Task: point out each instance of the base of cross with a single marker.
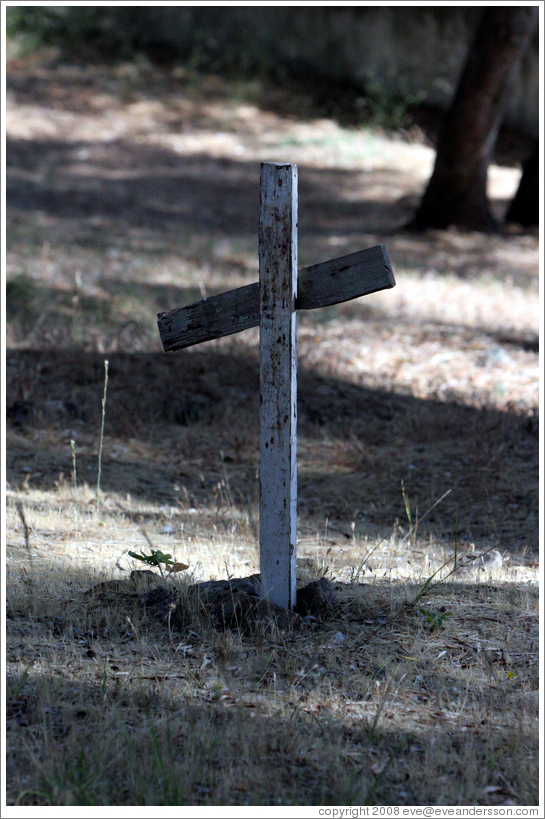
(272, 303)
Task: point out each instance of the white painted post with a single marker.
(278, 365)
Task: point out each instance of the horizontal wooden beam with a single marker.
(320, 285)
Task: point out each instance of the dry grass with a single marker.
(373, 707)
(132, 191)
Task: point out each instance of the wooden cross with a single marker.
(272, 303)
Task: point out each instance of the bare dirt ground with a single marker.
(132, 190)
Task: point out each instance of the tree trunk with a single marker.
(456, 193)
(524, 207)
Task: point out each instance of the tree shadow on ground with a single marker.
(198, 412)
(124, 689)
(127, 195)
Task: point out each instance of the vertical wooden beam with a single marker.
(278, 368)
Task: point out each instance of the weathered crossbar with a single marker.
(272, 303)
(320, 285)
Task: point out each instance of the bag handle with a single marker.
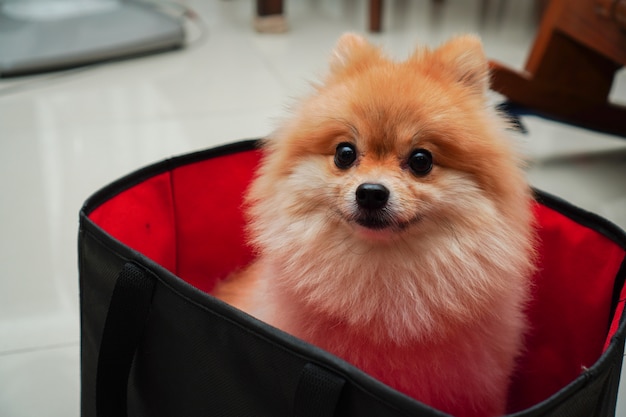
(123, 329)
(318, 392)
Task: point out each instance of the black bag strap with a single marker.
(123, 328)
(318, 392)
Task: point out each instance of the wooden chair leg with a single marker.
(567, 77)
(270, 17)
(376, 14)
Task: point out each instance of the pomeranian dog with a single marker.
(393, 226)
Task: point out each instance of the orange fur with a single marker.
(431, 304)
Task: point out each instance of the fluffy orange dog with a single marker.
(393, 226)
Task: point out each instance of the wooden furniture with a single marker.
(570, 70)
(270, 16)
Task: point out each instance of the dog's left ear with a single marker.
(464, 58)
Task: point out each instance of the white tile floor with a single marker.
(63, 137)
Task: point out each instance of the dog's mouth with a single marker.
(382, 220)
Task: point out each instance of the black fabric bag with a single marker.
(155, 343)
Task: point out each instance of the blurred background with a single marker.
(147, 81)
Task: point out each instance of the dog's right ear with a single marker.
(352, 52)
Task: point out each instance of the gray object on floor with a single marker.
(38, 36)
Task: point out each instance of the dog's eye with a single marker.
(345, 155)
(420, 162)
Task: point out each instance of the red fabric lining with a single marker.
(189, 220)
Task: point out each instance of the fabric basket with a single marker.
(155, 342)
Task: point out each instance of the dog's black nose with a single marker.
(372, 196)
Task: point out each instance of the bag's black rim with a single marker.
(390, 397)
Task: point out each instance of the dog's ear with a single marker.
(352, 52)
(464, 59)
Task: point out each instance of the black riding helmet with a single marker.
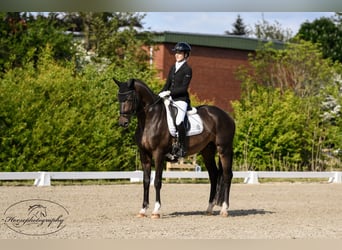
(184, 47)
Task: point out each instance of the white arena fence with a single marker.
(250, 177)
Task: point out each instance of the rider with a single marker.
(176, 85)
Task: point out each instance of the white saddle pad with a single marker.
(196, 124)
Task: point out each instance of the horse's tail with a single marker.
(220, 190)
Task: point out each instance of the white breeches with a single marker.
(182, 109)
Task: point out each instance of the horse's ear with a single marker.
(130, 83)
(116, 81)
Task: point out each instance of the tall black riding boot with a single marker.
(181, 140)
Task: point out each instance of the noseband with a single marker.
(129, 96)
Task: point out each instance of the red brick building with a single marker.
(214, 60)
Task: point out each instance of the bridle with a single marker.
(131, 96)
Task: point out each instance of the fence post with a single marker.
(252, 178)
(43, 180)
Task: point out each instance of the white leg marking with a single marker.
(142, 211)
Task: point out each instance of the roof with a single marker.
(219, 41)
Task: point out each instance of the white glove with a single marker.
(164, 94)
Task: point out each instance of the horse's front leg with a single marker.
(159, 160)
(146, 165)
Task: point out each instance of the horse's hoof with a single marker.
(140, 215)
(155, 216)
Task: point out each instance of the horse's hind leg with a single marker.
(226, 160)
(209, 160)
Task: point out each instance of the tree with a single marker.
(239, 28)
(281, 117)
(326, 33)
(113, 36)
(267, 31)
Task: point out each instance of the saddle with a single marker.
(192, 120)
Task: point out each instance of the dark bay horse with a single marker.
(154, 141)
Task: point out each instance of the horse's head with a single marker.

==============================

▶ Exercise: Copy the entries exactly. Leave out the images.

▶ Your solution:
Task: point out each instance of the base of cross with a single marker.
(272, 303)
Task: point out each instance of the white painted post with a single marker.
(278, 365)
Task: point out each instance of the horizontal wooden beam with a single marker.
(320, 285)
Task: point out each instance of the dry grass with a single marker.
(373, 707)
(132, 191)
Task: point out each instance of the wooden cross with a single marker.
(272, 303)
Task: point out each instance of the bare dirt ground with a single marker.
(132, 190)
Task: point out each instance of the tree trunk with a single marker.
(456, 193)
(524, 207)
Task: point out each instance of the tree shadow on ground with a single marker.
(198, 412)
(124, 689)
(127, 195)
Task: point out each instance of the vertical wooden beam with a single marker.
(278, 368)
Task: point out each instance of the weathered crossbar with a single marker.
(272, 303)
(320, 285)
Task: point out each instance of the bag handle with a single marker.
(123, 329)
(318, 392)
Task: point out each instance of the black bag strap with a single marker.
(123, 328)
(318, 392)
Task: point out each instance of the wooden chair leg with a single marker.
(567, 77)
(270, 17)
(376, 14)
Task: point out each instance of the pomeranian dog with a single marker.
(393, 226)
Task: point out each instance of the orange fur with a single marker.
(431, 304)
Task: point out each instance of the fluffy orange dog with a single marker.
(393, 226)
Task: point out each instance of the wooden furniture with a single marker.
(570, 70)
(270, 16)
Task: point out each instance of the dog's left ear with a single marker.
(464, 58)
Task: point out each instance of the white tile floor with a single marker.
(63, 137)
Task: point out each instance of the dog's mouth with a single marker.
(382, 220)
Task: point out each instance of the black fabric bag with a single marker.
(155, 343)
Task: point out each instance of the blurred background with a single marker.
(147, 81)
Task: point out each instance of the dog's right ear with a single marker.
(352, 52)
Task: point out each instance of the gray object on floor with a single marker.
(38, 36)
Task: point out each instance of the dog's eye with a single marker.
(345, 155)
(420, 162)
Task: point out each instance of the red fabric lining with a single marker.
(189, 220)
Task: point out each instance of the fabric basket with a single marker.
(155, 342)
Task: point out each instance of the dog's black nose with a single marker.
(372, 196)
Task: point out each instance of the bag's black rim with a single marker.
(390, 397)
Task: point out each instance of the dog's ear with a single marker.
(352, 52)
(464, 59)
Task: point out each instance of the black riding helmet with a single marker.
(184, 47)
Task: point out each instance of the white arena fence with a single marker.
(250, 177)
Task: point out each instance of the rider with a single marker.
(176, 85)
Task: point out each instance of the white saddle pad with a single marker.
(196, 124)
Task: point out each instance of the horse's tail with a single marker.
(220, 190)
Task: point out each instance of the white breeches with a single marker.
(182, 109)
Task: point out each instance of the horse's ear with a single marker.
(130, 83)
(116, 81)
Task: point out each instance of the tall black riding boot with a single marker.
(181, 140)
Task: point out each instance of the noseband with a single marker.
(129, 96)
Task: point out each instance of the red brick building with a single marker.
(214, 60)
Task: point out each instance of the bridle with a single marker.
(131, 96)
Task: point out each instance of the fence post with a single marker.
(252, 178)
(43, 180)
Task: point out each instance of the white leg marking with a single marker.
(142, 211)
Task: point out each instance of the roof with a single marker.
(219, 41)
Task: point out each instance of the white glove with a single marker.
(164, 94)
Task: point out each instance of the horse's front leg with a single marker.
(159, 160)
(146, 165)
Task: point out each instance of the horse's hoof with a single marker.
(140, 215)
(155, 216)
Task: point out each instance of the horse's hind leg with a single marker.
(226, 160)
(209, 160)
Task: point out each instance of the tree with a single marker.
(239, 28)
(281, 117)
(326, 33)
(113, 36)
(267, 31)
Task: point out each instance of the saddle with a single marker.
(192, 120)
Task: point out each instance of the dark bay horse with a single marker.
(154, 141)
Task: point out each instance of the horse's head with a single marker.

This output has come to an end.